-- BEGIN --

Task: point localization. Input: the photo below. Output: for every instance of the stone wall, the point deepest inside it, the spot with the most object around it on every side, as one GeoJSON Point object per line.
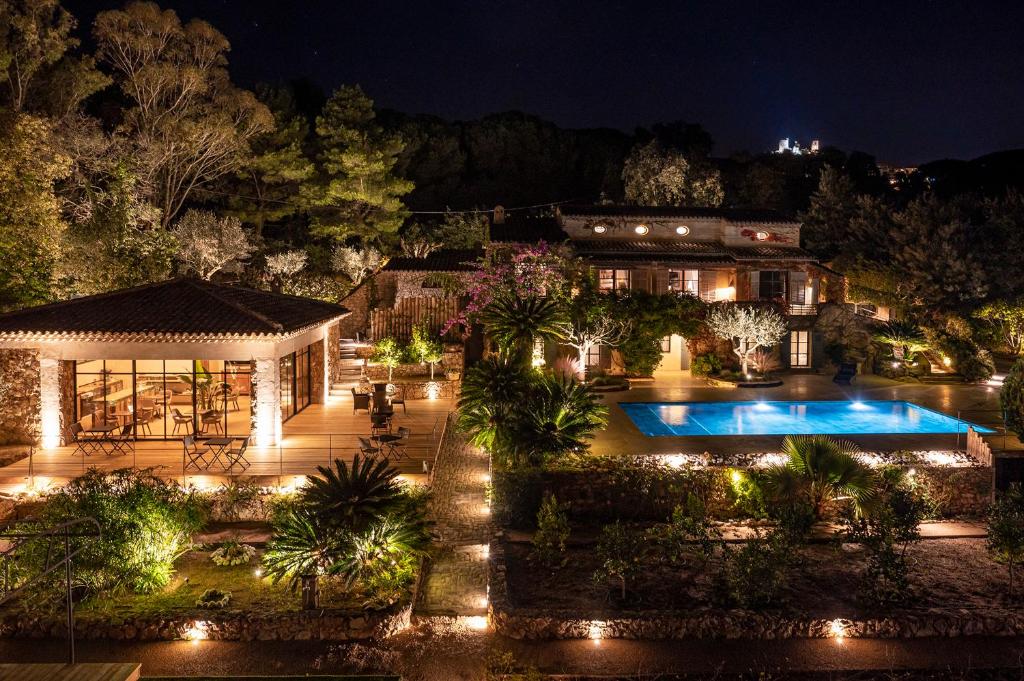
{"type": "Point", "coordinates": [422, 389]}
{"type": "Point", "coordinates": [596, 495]}
{"type": "Point", "coordinates": [219, 626]}
{"type": "Point", "coordinates": [19, 422]}
{"type": "Point", "coordinates": [553, 624]}
{"type": "Point", "coordinates": [316, 372]}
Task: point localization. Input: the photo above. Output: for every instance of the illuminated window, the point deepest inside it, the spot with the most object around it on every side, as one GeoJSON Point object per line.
{"type": "Point", "coordinates": [800, 345]}
{"type": "Point", "coordinates": [613, 280]}
{"type": "Point", "coordinates": [771, 285]}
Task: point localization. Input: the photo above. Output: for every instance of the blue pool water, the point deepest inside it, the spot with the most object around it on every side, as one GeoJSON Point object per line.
{"type": "Point", "coordinates": [785, 418]}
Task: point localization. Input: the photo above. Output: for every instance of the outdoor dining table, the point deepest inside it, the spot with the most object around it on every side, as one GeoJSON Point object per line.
{"type": "Point", "coordinates": [101, 440]}
{"type": "Point", "coordinates": [218, 447]}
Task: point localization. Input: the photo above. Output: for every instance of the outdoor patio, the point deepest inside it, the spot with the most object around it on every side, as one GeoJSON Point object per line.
{"type": "Point", "coordinates": [313, 437]}
{"type": "Point", "coordinates": [976, 403]}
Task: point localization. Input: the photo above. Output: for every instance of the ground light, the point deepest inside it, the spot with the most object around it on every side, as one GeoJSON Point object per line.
{"type": "Point", "coordinates": [199, 631]}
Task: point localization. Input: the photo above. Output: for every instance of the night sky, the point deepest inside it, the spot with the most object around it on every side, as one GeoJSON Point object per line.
{"type": "Point", "coordinates": [908, 81]}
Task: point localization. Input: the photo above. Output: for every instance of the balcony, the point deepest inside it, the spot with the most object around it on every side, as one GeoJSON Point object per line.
{"type": "Point", "coordinates": [804, 309]}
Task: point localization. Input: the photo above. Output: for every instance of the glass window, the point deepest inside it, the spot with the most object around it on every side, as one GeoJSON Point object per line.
{"type": "Point", "coordinates": [771, 285]}
{"type": "Point", "coordinates": [613, 280]}
{"type": "Point", "coordinates": [800, 343]}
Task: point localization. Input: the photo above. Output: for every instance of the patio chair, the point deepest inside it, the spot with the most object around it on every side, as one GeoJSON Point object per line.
{"type": "Point", "coordinates": [237, 455]}
{"type": "Point", "coordinates": [83, 443]}
{"type": "Point", "coordinates": [193, 455]}
{"type": "Point", "coordinates": [142, 419]}
{"type": "Point", "coordinates": [180, 420]}
{"type": "Point", "coordinates": [399, 398]}
{"type": "Point", "coordinates": [122, 442]}
{"type": "Point", "coordinates": [847, 371]}
{"type": "Point", "coordinates": [210, 418]}
{"type": "Point", "coordinates": [368, 449]}
{"type": "Point", "coordinates": [380, 423]}
{"type": "Point", "coordinates": [359, 400]}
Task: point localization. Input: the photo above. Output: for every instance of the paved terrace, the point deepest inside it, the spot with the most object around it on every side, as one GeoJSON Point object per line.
{"type": "Point", "coordinates": [977, 403]}
{"type": "Point", "coordinates": [313, 437]}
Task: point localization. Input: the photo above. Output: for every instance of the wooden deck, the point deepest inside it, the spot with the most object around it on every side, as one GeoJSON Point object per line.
{"type": "Point", "coordinates": [313, 437]}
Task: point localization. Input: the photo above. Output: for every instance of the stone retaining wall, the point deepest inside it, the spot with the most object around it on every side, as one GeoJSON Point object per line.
{"type": "Point", "coordinates": [543, 624]}
{"type": "Point", "coordinates": [316, 626]}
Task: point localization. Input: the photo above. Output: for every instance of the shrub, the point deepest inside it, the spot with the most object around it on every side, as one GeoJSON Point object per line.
{"type": "Point", "coordinates": [754, 575]}
{"type": "Point", "coordinates": [1012, 397]}
{"type": "Point", "coordinates": [620, 549]}
{"type": "Point", "coordinates": [214, 599]}
{"type": "Point", "coordinates": [1006, 530]}
{"type": "Point", "coordinates": [887, 530]}
{"type": "Point", "coordinates": [688, 537]}
{"type": "Point", "coordinates": [552, 530]}
{"type": "Point", "coordinates": [232, 553]}
{"type": "Point", "coordinates": [706, 365]}
{"type": "Point", "coordinates": [146, 523]}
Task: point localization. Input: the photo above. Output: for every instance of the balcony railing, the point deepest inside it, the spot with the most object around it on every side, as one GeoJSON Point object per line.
{"type": "Point", "coordinates": [802, 309]}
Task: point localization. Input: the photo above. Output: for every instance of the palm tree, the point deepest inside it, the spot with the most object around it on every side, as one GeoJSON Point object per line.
{"type": "Point", "coordinates": [302, 549]}
{"type": "Point", "coordinates": [561, 416]}
{"type": "Point", "coordinates": [817, 470]}
{"type": "Point", "coordinates": [515, 323]}
{"type": "Point", "coordinates": [491, 392]}
{"type": "Point", "coordinates": [354, 497]}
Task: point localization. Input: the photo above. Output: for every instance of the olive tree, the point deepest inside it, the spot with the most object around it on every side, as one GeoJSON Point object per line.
{"type": "Point", "coordinates": [748, 328]}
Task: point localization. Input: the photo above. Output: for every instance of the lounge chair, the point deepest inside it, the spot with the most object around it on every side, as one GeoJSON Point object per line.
{"type": "Point", "coordinates": [847, 371]}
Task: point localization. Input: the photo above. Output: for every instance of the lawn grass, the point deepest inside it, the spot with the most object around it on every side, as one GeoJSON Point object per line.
{"type": "Point", "coordinates": [195, 573]}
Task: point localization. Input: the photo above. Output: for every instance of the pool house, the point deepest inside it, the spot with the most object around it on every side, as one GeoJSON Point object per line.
{"type": "Point", "coordinates": [171, 358]}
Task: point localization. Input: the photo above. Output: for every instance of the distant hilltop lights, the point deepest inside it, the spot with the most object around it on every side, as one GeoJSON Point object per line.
{"type": "Point", "coordinates": [795, 147]}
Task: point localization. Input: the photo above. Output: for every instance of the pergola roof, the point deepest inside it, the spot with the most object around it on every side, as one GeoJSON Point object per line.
{"type": "Point", "coordinates": [177, 308]}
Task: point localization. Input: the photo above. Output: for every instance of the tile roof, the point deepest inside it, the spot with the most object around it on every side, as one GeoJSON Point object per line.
{"type": "Point", "coordinates": [444, 260]}
{"type": "Point", "coordinates": [178, 307]}
{"type": "Point", "coordinates": [733, 214]}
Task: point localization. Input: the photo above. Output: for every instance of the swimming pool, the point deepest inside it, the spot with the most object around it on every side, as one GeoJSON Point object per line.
{"type": "Point", "coordinates": [785, 418]}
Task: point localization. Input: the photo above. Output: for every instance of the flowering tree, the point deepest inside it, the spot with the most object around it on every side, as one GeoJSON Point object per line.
{"type": "Point", "coordinates": [540, 270]}
{"type": "Point", "coordinates": [748, 328]}
{"type": "Point", "coordinates": [356, 264]}
{"type": "Point", "coordinates": [209, 244]}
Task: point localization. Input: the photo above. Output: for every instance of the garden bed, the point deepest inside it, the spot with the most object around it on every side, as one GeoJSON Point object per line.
{"type": "Point", "coordinates": [957, 589]}
{"type": "Point", "coordinates": [258, 609]}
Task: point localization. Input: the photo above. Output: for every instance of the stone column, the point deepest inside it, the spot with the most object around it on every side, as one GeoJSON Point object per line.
{"type": "Point", "coordinates": [49, 402]}
{"type": "Point", "coordinates": [266, 428]}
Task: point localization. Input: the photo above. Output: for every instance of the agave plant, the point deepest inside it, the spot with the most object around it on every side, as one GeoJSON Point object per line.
{"type": "Point", "coordinates": [302, 549]}
{"type": "Point", "coordinates": [903, 335]}
{"type": "Point", "coordinates": [561, 416]}
{"type": "Point", "coordinates": [353, 497]}
{"type": "Point", "coordinates": [819, 469]}
{"type": "Point", "coordinates": [515, 323]}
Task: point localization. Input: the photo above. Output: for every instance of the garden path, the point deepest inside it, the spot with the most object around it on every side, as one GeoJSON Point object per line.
{"type": "Point", "coordinates": [456, 583]}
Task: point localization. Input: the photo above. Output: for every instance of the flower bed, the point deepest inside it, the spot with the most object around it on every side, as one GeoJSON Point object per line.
{"type": "Point", "coordinates": [598, 490]}
{"type": "Point", "coordinates": [958, 592]}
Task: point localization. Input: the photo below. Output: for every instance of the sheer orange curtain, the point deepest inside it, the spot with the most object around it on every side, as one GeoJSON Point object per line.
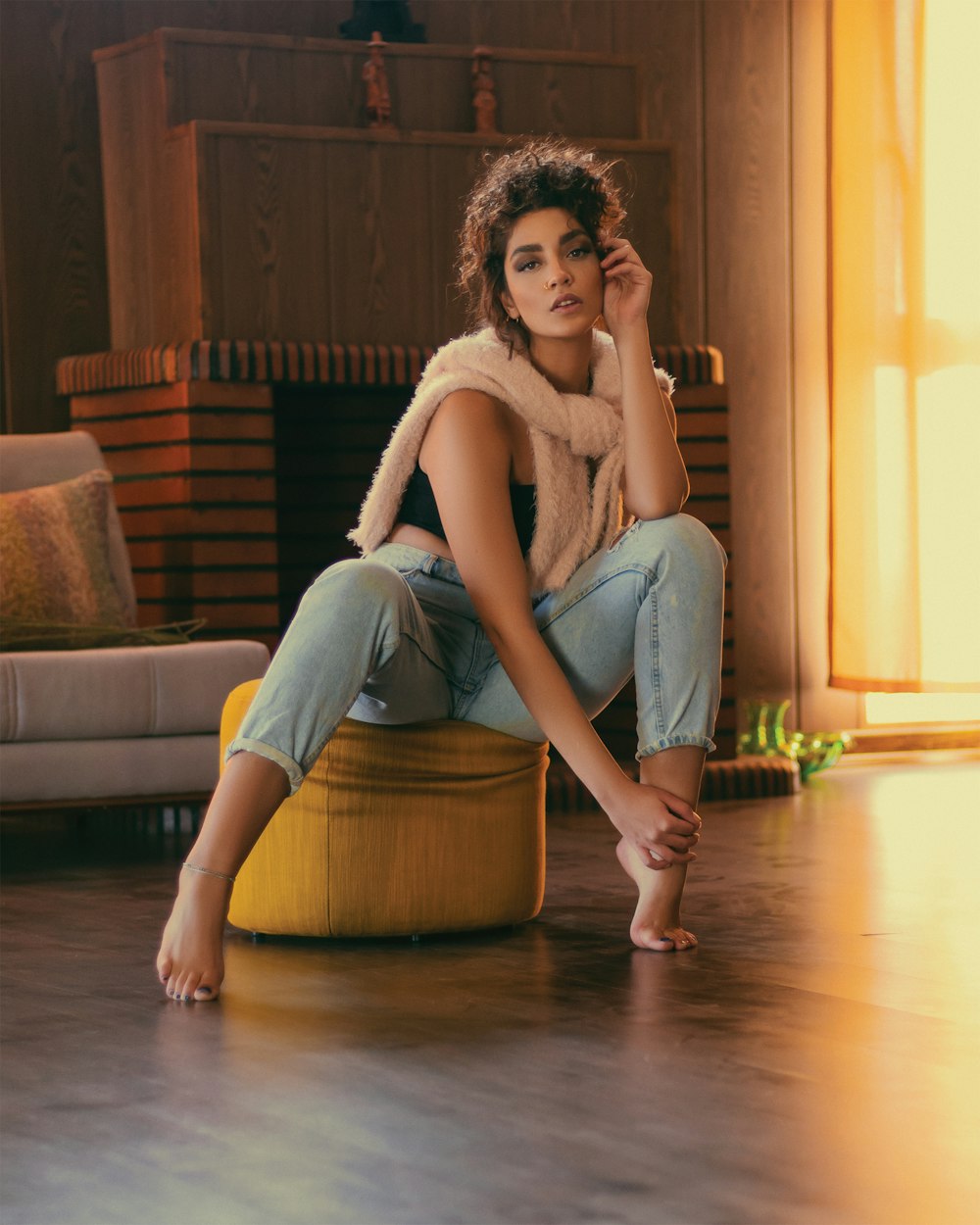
{"type": "Point", "coordinates": [906, 344]}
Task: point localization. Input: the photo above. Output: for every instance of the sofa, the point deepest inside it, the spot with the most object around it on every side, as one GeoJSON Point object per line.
{"type": "Point", "coordinates": [93, 709]}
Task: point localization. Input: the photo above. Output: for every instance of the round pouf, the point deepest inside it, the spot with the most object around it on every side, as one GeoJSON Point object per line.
{"type": "Point", "coordinates": [400, 831]}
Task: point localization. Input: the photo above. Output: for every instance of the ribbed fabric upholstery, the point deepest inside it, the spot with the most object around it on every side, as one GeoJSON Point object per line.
{"type": "Point", "coordinates": [398, 831]}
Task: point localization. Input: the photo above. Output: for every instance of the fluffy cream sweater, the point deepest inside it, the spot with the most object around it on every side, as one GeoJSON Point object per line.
{"type": "Point", "coordinates": [573, 515]}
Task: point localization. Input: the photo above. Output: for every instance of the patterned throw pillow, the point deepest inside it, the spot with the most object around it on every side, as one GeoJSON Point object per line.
{"type": "Point", "coordinates": [54, 543]}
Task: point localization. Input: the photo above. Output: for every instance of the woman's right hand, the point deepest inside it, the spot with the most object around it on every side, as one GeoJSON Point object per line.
{"type": "Point", "coordinates": [662, 827]}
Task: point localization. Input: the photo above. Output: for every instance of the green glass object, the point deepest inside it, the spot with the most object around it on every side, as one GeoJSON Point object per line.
{"type": "Point", "coordinates": [767, 736]}
{"type": "Point", "coordinates": [817, 750]}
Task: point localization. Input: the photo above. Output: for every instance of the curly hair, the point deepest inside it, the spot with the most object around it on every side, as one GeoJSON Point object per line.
{"type": "Point", "coordinates": [540, 174]}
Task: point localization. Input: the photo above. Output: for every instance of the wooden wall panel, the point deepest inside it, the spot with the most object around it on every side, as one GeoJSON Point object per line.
{"type": "Point", "coordinates": [748, 255]}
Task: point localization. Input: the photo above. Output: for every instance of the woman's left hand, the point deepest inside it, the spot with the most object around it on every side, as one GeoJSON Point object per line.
{"type": "Point", "coordinates": [627, 287]}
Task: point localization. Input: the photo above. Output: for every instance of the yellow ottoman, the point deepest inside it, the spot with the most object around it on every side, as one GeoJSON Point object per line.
{"type": "Point", "coordinates": [400, 831]}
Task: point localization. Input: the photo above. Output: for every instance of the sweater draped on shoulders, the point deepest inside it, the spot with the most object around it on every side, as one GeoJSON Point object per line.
{"type": "Point", "coordinates": [568, 432]}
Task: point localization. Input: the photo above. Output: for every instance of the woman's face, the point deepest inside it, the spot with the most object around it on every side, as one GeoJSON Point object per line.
{"type": "Point", "coordinates": [554, 279]}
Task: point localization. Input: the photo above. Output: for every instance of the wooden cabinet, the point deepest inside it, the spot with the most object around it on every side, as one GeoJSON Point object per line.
{"type": "Point", "coordinates": [238, 206]}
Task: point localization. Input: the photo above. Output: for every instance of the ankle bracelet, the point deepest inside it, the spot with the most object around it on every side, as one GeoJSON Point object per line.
{"type": "Point", "coordinates": [207, 871]}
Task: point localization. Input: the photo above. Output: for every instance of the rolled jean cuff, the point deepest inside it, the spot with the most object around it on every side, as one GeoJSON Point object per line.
{"type": "Point", "coordinates": [658, 746]}
{"type": "Point", "coordinates": [244, 745]}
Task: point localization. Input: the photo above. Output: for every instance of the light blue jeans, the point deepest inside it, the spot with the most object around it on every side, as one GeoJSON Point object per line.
{"type": "Point", "coordinates": [395, 638]}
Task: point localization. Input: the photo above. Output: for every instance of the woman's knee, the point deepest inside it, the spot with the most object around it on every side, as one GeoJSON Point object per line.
{"type": "Point", "coordinates": [684, 542]}
{"type": "Point", "coordinates": [358, 589]}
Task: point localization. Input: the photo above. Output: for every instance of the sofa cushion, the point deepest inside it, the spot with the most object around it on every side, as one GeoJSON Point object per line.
{"type": "Point", "coordinates": [73, 770]}
{"type": "Point", "coordinates": [55, 545]}
{"type": "Point", "coordinates": [123, 691]}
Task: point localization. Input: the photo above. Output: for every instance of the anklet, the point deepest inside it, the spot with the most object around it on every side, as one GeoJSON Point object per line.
{"type": "Point", "coordinates": [206, 871]}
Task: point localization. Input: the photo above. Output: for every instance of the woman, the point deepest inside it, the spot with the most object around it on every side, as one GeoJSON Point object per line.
{"type": "Point", "coordinates": [523, 555]}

-- END --

§ **Task to complete**
From the line containing "the anklet, the" down to the last line, reproduce the records exactly. Include both ends.

§ **Solution for this task**
Task: point localization. Input: the photo above. Output: for every instance of the anklet, the point deepest inside it, the spot with the most object around it on every side, as one GeoJSON Point object per line.
{"type": "Point", "coordinates": [206, 871]}
Task: point localization. Input: the photo above. Output: for every instance of the woman, the point deepest inside it, the spot with the most object around it on every side, as one GeoJSON Point object per line.
{"type": "Point", "coordinates": [523, 555]}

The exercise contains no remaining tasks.